**Excerpted records:**
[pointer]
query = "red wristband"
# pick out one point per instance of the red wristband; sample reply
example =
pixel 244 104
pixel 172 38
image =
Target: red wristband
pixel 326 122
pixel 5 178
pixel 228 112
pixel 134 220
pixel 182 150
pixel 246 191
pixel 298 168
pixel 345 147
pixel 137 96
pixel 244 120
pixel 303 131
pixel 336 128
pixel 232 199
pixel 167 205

--

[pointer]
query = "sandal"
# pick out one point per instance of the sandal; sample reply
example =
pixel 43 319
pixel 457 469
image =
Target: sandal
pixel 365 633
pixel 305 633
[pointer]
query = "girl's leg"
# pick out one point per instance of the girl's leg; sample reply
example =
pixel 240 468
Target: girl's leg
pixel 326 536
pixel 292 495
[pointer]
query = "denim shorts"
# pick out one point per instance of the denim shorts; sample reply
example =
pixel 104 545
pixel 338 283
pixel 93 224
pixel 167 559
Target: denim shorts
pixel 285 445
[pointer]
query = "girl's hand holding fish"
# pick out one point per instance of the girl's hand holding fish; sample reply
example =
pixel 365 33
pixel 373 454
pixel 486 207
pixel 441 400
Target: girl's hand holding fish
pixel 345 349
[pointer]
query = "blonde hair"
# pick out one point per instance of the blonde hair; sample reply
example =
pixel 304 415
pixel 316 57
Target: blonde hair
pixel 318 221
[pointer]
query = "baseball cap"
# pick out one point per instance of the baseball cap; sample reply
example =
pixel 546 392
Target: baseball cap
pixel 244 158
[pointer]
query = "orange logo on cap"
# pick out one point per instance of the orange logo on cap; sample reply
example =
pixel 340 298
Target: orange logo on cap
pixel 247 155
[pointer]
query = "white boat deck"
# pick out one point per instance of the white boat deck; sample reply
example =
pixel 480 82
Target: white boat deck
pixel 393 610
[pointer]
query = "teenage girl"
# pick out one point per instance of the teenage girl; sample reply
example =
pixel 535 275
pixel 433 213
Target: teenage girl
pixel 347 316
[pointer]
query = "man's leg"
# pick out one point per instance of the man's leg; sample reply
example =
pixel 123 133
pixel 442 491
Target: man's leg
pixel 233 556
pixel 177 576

**Directions for this task:** Please give only the number of lines in the listing that hold the word "reply".

**Response to the task:** 11